JOB:
In the data, from the first line up to and including the line containing "(1092, 697)", change every "pixel coordinates" to "pixel positions". Give back only those lines, otherwise unchanged.

----------

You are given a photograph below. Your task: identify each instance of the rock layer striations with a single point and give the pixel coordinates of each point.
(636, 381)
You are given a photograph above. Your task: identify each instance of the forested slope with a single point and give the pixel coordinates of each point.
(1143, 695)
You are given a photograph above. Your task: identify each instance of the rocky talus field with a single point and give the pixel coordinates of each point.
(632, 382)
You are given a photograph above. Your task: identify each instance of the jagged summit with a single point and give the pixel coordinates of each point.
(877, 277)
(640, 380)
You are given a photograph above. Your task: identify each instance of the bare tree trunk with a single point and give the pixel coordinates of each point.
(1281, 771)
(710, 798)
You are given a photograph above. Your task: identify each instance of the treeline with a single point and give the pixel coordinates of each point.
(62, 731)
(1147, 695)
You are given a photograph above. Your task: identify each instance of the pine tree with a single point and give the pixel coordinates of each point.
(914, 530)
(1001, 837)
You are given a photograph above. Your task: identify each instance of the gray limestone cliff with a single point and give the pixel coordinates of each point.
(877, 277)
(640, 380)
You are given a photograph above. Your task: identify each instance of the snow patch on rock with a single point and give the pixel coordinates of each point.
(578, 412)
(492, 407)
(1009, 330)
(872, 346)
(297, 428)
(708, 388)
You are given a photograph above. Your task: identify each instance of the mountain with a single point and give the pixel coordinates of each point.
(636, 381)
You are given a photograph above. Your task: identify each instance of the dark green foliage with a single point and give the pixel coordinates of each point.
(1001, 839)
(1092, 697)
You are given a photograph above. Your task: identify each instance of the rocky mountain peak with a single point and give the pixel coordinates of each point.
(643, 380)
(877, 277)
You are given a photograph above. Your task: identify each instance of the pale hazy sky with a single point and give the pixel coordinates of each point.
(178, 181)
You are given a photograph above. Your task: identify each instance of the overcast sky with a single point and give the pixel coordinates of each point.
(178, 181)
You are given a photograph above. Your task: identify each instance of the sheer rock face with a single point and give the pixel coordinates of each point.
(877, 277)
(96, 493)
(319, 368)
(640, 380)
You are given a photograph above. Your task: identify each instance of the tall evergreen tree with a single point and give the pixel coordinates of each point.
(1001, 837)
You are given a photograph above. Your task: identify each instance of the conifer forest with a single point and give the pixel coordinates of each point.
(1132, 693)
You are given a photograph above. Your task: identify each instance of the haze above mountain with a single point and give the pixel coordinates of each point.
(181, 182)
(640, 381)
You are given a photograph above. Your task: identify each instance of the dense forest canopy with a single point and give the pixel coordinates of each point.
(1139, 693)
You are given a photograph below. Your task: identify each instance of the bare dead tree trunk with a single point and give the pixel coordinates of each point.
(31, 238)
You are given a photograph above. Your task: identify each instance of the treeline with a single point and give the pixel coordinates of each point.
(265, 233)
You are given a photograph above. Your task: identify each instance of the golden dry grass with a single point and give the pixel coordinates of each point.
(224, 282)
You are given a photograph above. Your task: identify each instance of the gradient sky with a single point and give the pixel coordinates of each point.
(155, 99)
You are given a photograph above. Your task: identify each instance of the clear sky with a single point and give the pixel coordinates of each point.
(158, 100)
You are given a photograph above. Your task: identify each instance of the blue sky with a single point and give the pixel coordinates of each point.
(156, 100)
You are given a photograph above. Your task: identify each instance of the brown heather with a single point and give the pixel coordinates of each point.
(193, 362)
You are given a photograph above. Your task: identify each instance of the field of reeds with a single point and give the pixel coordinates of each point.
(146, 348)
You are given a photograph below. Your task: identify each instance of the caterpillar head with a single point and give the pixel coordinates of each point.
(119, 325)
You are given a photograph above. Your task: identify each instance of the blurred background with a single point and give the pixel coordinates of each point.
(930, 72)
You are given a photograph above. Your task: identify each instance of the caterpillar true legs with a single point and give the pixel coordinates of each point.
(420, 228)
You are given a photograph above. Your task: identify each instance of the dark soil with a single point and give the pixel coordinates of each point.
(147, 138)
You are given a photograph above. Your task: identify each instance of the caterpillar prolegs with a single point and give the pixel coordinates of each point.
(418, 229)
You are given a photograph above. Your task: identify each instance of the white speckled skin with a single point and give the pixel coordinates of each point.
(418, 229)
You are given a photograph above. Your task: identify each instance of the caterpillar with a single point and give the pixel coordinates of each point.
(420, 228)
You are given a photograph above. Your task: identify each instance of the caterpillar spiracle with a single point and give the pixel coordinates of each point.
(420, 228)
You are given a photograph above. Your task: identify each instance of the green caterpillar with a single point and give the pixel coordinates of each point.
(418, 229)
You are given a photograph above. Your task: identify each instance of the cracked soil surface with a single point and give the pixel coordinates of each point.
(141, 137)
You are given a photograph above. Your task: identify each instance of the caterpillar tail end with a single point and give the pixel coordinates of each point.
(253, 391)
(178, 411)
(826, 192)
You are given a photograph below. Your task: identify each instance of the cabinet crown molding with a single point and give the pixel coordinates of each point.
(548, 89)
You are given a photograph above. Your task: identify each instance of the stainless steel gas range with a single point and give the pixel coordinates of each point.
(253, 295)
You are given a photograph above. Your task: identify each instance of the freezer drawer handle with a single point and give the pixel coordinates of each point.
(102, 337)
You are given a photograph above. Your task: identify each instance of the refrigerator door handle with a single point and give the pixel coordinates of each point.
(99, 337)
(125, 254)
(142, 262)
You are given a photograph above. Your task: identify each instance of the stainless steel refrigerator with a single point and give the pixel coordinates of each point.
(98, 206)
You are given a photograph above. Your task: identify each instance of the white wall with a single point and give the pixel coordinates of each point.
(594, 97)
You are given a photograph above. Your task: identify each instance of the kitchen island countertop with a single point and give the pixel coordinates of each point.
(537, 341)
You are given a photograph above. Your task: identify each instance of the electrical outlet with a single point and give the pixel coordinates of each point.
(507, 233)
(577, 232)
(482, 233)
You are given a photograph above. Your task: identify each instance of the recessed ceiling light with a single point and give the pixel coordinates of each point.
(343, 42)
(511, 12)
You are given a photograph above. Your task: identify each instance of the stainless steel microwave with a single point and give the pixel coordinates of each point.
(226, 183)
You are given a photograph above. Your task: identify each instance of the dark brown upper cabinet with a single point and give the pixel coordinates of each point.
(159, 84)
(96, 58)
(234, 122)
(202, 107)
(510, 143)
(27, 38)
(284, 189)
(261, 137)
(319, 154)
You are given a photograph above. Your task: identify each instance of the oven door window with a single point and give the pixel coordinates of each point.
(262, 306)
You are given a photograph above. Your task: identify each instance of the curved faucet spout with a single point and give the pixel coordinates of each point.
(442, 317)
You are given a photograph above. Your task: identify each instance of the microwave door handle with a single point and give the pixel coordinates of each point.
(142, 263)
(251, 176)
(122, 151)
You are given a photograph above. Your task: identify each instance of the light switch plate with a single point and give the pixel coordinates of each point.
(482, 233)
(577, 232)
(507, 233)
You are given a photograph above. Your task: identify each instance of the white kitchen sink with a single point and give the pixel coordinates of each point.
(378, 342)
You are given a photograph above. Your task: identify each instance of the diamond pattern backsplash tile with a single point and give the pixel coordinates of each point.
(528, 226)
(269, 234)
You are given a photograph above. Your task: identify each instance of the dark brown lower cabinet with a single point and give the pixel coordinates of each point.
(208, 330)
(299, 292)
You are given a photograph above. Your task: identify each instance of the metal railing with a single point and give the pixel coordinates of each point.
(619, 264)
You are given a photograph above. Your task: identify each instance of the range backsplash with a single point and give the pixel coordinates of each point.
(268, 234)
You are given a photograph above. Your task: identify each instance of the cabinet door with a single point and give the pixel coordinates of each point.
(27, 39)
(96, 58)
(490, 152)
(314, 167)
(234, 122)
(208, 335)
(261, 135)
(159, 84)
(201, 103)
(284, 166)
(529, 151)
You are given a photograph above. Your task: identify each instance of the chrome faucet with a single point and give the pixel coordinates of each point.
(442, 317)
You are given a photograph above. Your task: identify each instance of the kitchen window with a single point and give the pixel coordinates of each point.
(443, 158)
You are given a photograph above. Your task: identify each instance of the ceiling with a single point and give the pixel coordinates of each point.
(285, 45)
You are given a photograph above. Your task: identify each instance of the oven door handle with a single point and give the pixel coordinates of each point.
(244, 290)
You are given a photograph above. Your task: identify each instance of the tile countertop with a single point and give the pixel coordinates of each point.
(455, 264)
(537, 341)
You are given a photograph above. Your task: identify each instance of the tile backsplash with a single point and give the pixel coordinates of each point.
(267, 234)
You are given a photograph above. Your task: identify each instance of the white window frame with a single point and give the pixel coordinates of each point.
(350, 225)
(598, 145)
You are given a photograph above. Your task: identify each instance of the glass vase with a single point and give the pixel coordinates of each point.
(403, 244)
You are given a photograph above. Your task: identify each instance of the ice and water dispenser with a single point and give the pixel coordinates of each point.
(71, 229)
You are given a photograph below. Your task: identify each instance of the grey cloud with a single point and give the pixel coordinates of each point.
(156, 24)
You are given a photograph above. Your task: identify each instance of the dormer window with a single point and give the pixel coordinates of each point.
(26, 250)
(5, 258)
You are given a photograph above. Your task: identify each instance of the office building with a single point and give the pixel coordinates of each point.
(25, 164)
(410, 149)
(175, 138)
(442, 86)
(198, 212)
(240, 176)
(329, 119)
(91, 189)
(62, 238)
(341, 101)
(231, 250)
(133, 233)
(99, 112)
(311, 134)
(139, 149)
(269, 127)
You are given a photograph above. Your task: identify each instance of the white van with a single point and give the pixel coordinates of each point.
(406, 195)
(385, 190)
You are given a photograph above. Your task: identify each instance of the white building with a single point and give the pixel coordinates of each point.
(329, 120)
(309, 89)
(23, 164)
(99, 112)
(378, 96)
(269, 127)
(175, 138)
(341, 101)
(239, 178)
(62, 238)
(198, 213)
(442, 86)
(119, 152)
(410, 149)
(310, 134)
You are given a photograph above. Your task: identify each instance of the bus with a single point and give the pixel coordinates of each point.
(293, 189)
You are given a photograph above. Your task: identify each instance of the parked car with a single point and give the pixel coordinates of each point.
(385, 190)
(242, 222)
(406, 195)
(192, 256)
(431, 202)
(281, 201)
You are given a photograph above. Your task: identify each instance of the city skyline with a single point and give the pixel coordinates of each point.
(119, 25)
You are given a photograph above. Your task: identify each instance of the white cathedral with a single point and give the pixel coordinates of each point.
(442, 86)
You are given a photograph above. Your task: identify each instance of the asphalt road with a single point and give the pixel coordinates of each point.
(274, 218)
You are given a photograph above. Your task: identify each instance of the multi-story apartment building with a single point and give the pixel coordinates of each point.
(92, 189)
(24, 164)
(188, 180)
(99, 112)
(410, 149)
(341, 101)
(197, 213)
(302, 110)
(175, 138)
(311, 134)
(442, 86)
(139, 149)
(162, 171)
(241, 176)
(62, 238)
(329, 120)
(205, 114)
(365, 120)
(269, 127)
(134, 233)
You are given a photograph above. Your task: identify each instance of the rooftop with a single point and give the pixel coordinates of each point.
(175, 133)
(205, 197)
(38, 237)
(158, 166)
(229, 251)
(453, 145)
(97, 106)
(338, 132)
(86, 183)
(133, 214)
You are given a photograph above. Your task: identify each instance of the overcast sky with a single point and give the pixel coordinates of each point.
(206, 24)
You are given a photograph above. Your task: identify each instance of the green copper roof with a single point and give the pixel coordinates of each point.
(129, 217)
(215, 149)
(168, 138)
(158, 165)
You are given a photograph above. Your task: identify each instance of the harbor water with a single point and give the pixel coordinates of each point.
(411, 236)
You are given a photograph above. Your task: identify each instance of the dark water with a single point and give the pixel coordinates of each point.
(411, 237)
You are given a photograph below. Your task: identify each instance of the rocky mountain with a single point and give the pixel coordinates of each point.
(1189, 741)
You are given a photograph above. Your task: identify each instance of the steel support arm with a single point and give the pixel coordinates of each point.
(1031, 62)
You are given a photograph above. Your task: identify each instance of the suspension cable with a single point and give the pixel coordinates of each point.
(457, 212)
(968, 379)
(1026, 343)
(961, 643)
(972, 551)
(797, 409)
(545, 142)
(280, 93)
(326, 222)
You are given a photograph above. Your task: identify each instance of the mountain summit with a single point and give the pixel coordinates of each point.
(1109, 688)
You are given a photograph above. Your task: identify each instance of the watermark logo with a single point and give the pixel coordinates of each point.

----------

RESPONSE TO THE EXERCISE:
You are given a photograph below. Your task: identify each instance of the rock layer striations with a single point and give the pixel positions of each point.
(636, 381)
You are given a photograph above. Your task: identify each instance of the forested slope with a single point and give the pixel positions of each point.
(1143, 695)
You are given a photograph above. Your task: identify each instance of the rocky talus field with a single point and give the pixel positions of each point.
(632, 382)
You are given a photograph above. Your task: identify each instance of the jagged summit with a single point and give the pixel positions of each point.
(877, 277)
(640, 380)
You are given a photograph above. Your task: identify each instance of the bare tree trunk with a single point and give the pixel positions of each point.
(1281, 771)
(710, 798)
You are given a photograph above. Your task: identify each instance of the treeline with a single point and give the pixel positions of each point.
(62, 731)
(1147, 695)
You are given a photograph above. Your task: identify each instance of the pine tree with a single point and give the pixel positions of each point.
(914, 530)
(1001, 837)
You are given a photograph above. Your task: identify each instance of the gray limestone cliff with a single point and give the pixel positions of each point.
(877, 277)
(640, 380)
You are given a photograph above. Your task: identify each instance of the snow patch on rock with a single point and give the pixel positions of each point.
(578, 412)
(492, 407)
(1009, 330)
(872, 346)
(297, 428)
(708, 388)
You are given a photograph above. Your task: identify each instance of the mountain with a single point and give the pixel positions of each point.
(636, 381)
You are given a photograph above. Your task: identify each instance of the dark green foliage with a single point and give the pixel positions of each point.
(1001, 839)
(1092, 697)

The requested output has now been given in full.